This week Franciscan Media is launching “Advent with St. Teresa of Calcutta,”
and so I’m reposting one of my favorite Advent traditions here, to give you some extra tips and tricks on how to create your very own Gingerbread House for Advent. This originally appeared on my original blog, “Extraordinary Moms Network.” Enjoy!
On the Friday after Thanksgiving each year, we get started. (The project can be worked on over an entire weekend.) We mix dough, cut out and bake the cookies. The next day we make a batch of royal icing, and assemble the house. (I cheat and use the powdered kind available at my local baking store. You can also get it on Amazon.) The decorating is typically done the third day, but you can assemble and bake on the same day as long as you give the house time to dry before you start decorating. An excellent video tutorial on how to assemble a simple gingerbread house is available here at “Cookies, Cupcakes, and Cardio.”
You can make your own templates to cut out your cookies from poster board or laminated parchment paper. If you’re not architecturally inclined, you can also buy gingerbread house cookie cutters at a craft store or Amazon (I like the Fox Run Gingerbread House Cookie Cutter Set).
What do you do with your house once it’s done? That’s really up to you. We like to “smash” our house on New Year’s Eve, and enjoy it with hot chocolate or coffee. Some people like to make two houses, and give one to another family or to a favorite teacher. You can also create a little “village” for your mantelpiece or tabletop. Make this tradition your own — the scent is heavenly, and the fun is contagious.
Ready to start baking? Here we go!
Each recipe makes one house, with enough to make a few gingerbread men or women for the tree. You will need…
5-1/2 C unsifted flour
1 tsp baking soda
1/4 tsp baking powder
2 tsp cinnamon
3 tsp ground ginger
2 tsp ground cloves
1 tsp nutmeg
1 C shortening
1 C sugar
1-1/4 C molasses (dark)
1 large egg
1 tsp vanilla
Combine dry ingredients into a bowl; stir and set aside. Cream sugar and shortening. Beat in molasses, egg, and vanilla until smooth. Gradually stir in dry ingredients into the molasses mixture. When it becomes too stiff to stir with spoon, work dough in with hands until completely blended. Divide dough into 4 parts. Shape into a flattened round, wrap in plastic wrap, and chill at least 1 hour and up to 2 weeks. Place a disk of chilled dough on a foil-lined cookie sheet. Cover with waxed paper or more plastic wrap and roll to 1/4-inch thickness. (Paper keeps the dough from sticking, so you don’t need flour for rolling.)

Short task 1 >>
Pull out every line of the records containing the string "tent", and copy each one. Matching is case-sensitive.

Records shown >>

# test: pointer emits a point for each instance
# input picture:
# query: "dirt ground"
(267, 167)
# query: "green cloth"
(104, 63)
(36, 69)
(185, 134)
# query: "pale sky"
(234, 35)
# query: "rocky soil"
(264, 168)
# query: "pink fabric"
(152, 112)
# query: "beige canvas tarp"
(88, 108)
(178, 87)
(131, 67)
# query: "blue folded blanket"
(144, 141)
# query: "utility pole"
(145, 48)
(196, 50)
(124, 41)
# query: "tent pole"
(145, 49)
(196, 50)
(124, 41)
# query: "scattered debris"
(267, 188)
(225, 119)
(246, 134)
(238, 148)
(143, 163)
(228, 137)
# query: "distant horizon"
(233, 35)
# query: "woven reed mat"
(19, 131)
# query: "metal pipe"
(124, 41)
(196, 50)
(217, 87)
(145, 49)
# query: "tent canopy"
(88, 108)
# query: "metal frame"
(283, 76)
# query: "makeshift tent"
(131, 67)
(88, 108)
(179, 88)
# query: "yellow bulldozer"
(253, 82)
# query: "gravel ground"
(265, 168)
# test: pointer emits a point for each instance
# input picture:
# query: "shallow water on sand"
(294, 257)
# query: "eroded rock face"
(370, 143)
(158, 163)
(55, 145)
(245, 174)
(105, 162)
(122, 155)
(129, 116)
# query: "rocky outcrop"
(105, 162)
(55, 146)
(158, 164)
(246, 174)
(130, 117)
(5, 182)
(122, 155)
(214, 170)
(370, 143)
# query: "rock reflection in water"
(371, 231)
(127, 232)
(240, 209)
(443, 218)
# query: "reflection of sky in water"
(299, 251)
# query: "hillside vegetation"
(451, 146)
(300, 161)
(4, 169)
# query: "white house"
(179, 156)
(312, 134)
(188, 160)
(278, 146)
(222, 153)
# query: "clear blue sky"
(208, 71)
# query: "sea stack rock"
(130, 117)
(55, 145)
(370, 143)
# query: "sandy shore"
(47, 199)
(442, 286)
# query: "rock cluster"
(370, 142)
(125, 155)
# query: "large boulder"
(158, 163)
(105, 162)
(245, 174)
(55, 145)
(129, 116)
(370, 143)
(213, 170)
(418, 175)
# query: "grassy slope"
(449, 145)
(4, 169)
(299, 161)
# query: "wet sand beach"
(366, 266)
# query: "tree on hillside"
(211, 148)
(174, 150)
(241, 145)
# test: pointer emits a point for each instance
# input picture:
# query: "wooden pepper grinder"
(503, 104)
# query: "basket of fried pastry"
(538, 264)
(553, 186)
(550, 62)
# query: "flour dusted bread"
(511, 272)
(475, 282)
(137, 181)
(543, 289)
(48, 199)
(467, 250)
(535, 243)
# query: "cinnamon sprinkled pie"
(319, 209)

Short task 2 >>
Transcribe a passage from the gingerbread house post word for word. Begin at the words "What do you" and stop after "C molasses (dark)".

Task result 1 >>
# query: "tent pole"
# query: "tent canopy"
# query: "makeshift tent"

Task result 2 >>
What do you do with your house once it’s done? That’s really up to you. We like to “smash” our house on New Year’s Eve, and enjoy it with hot chocolate or coffee. Some people like to make two houses, and give one to another family or to a favorite teacher. You can also create a little “village” for your mantelpiece or tabletop. Make this tradition your own — the scent is heavenly, and the fun is contagious.
Ready to start baking? Here we go!
Each recipe makes one house, with enough to make a few gingerbread men or women for the tree. You will need…
5-1/2 C unsifted flour
1 tsp baking soda
1/4 tsp baking powder
2 tsp cinnamon
3 tsp ground ginger
2 tsp ground cloves
1 tsp nutmeg
1 C shortening
1 C sugar
1-1/4 C molasses (dark)